# [WHAT TO PRODUCE]
From the first entry to the last, copy the material exactly as it stands.

# [DATA FOR THE TASK]
===
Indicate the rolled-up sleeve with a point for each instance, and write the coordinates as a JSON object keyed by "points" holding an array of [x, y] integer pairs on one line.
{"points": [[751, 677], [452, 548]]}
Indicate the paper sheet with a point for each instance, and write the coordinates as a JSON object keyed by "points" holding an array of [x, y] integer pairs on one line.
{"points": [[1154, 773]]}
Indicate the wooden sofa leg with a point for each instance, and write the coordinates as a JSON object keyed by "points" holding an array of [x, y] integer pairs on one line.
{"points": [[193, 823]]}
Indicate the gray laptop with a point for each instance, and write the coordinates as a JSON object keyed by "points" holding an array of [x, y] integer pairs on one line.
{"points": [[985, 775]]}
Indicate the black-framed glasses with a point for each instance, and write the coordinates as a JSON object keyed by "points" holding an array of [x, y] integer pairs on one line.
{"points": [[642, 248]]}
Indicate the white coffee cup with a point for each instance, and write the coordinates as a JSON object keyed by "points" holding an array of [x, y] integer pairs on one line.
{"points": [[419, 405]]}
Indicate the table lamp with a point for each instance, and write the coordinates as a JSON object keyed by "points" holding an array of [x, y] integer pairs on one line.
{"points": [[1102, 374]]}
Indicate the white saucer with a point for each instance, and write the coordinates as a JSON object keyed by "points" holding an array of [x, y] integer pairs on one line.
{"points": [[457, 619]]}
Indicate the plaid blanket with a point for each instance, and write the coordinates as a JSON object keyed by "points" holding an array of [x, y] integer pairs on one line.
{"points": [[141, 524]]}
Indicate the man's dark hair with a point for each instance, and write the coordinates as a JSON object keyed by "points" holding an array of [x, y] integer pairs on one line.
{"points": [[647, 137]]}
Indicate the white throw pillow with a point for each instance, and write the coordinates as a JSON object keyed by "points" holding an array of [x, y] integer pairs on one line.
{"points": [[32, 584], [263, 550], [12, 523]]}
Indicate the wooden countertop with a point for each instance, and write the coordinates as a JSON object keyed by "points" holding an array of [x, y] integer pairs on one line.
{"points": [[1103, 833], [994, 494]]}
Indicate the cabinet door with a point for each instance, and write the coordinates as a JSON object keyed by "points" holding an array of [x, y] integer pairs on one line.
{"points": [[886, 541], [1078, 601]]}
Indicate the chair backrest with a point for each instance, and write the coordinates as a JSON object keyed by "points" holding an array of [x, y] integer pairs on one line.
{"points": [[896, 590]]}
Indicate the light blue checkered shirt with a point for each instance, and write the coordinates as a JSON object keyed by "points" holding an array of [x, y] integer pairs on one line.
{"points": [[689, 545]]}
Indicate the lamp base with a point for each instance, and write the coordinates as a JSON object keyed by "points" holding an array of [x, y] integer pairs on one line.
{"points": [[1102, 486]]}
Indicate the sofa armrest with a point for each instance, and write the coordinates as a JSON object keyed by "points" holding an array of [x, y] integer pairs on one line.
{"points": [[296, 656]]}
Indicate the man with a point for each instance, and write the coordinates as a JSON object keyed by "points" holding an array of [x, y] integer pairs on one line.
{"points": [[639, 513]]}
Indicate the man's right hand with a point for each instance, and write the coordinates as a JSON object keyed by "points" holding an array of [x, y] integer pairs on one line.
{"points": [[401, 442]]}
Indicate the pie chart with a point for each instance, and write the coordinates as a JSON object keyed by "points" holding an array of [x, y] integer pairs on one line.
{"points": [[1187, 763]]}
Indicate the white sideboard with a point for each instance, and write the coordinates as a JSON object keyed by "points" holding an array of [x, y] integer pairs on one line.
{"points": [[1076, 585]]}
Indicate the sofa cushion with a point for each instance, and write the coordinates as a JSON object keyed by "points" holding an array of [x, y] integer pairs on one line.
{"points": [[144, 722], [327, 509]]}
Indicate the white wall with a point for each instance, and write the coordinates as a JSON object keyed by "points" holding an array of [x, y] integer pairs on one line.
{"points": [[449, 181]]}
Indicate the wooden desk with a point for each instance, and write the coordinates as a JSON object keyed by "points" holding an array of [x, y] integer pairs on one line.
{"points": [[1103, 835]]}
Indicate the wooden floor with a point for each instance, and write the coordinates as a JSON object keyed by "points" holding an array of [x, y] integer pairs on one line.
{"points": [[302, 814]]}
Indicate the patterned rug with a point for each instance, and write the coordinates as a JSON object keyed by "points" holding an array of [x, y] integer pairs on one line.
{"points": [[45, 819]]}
===
# [WRITTEN RESPONSE]
Indicate the rolled-up sleeve with a point for each instance, and write the coordinates as a JSON object keyed by "points" holding an array of [x, y] integer pairs on one line.
{"points": [[751, 677], [452, 548]]}
Indicate the paper sheet with a point for each instance, and write the coordinates as a JSON object keyed by "points" holding an array of [x, y] integer pairs on one line.
{"points": [[1154, 773]]}
Indicate the wooden sofa leg with a point for each instance, and write the coordinates as a JSON object keyed by "points" holding an array of [x, y] integer pairs on one line.
{"points": [[193, 823]]}
Indicate the gray laptop with a point for each instance, and write the coordinates as a JSON object keyed by "points" holding an array of [x, y] integer pairs on one line.
{"points": [[985, 775]]}
Indicate the black-framed glasses with a point for each instance, and write the coordinates as a JSON object keyed by "points" holding an array of [x, y] integer pairs on one line.
{"points": [[642, 248]]}
Indicate the white coffee cup with a point for each instance, and write the coordinates as a JSON object keyed by "points" holding an array of [x, y] integer pairs on one line.
{"points": [[419, 405]]}
Indicate the table lamp with a point for each instance, and write the coordinates as a JSON object keyed by "points" holding an array of [x, y] integer pairs on one line.
{"points": [[1102, 374]]}
Indicate the white saucer with a point for each instance, and write the coordinates as a JSON object keyed by "points" holding an array of [x, y] integer pairs on one line.
{"points": [[457, 619]]}
Indicate the plaid blanket with a point for each instance, and write the coordinates as a JSON object keyed by "points" holding an array of [x, y] integer pairs on one line.
{"points": [[141, 524]]}
Indicate the man's dark hair with a point for each instance, and write the coordinates as a JSON object keyed by "points" holding an array of [x, y] integer pairs on one line.
{"points": [[647, 137]]}
Indicate the white throw pillow with a point for each instance, and write the coordinates as a JSON object keyed by "points" holding an array of [x, y] integer pairs on one line.
{"points": [[32, 584], [263, 550], [12, 523]]}
Indicate the wooden countertop with a point for each instance, and write the coordinates as a JSON object keyed by "points" holding an array of [x, y] integer pairs on one line.
{"points": [[1103, 833], [994, 494]]}
Indicate the cabinet door with a point for each instance, and write the coordinates as a JSON object keyed by "points" holding an array of [x, y] integer pairs on one line.
{"points": [[886, 541], [1078, 601]]}
Indicate the chair backrest with a point for each instance, and write the coordinates as a JSON object keyed by "points" holding an array of [x, y] integer pairs on one line.
{"points": [[896, 590]]}
Indicate the light blue checkered shirt with a point for each instance, and write the coordinates as a JSON object keyed by "points" holding an array of [x, y] integer pairs on one line.
{"points": [[689, 545]]}
Indicate the lamp base with a point for each instance, and write the coordinates as a JSON object keyed by "points" holding an array of [x, y] integer pairs on one line.
{"points": [[1102, 486]]}
Indicate the sofa armrest with a point for each instance, and write the coordinates as a JSON object keyed by "points" holding an array of [x, y] integer pairs on one line.
{"points": [[296, 656]]}
Indicate the man with a point for each instance, and write the coordinates as a JSON object keyed by "points" holding an array of [x, y] integer pairs on one line.
{"points": [[639, 513]]}
Indicate the man's right hand with a point for each instance, and write the coordinates as a JSON object keyed by "points" holding an array of [x, y] integer pairs on one line.
{"points": [[401, 442]]}
Indicate the pie chart with a point for each instance, and write the coordinates as a JSON object keyed by "points" holding an array of [x, y] integer pairs on one line.
{"points": [[1187, 763]]}
Indicate the white sideboard with a point for each instance, and write the coordinates as a JSON object keyed by "points" holding an array of [x, y] integer pairs on one line.
{"points": [[1076, 585]]}
Indicate the sofa cushion with a point for each instance, and write the coordinates as a JSON object keyed by "points" holding an array of [x, y] integer pairs on one line.
{"points": [[144, 722], [327, 509]]}
Indicate the white wall with a point for each instance, and write the coordinates as a JSON object keyed by "points" holding an array of [x, y] integer pairs on one line.
{"points": [[449, 181]]}
Indicate the wooden desk with a point for each instance, and write the coordinates as a JSON object keyed by "points" holding an array of [x, y] integer pairs on one line.
{"points": [[1103, 835]]}
Indicate the wooden floor with a point for each instance, and write the coordinates as a JSON object keyed by "points" holding an array of [x, y] integer pairs on one line.
{"points": [[302, 814]]}
Indicate the patterned rug with a point for each instance, and write the coordinates as a JSON object keyed by "points" holding an array of [x, y] integer pairs on one line.
{"points": [[45, 819]]}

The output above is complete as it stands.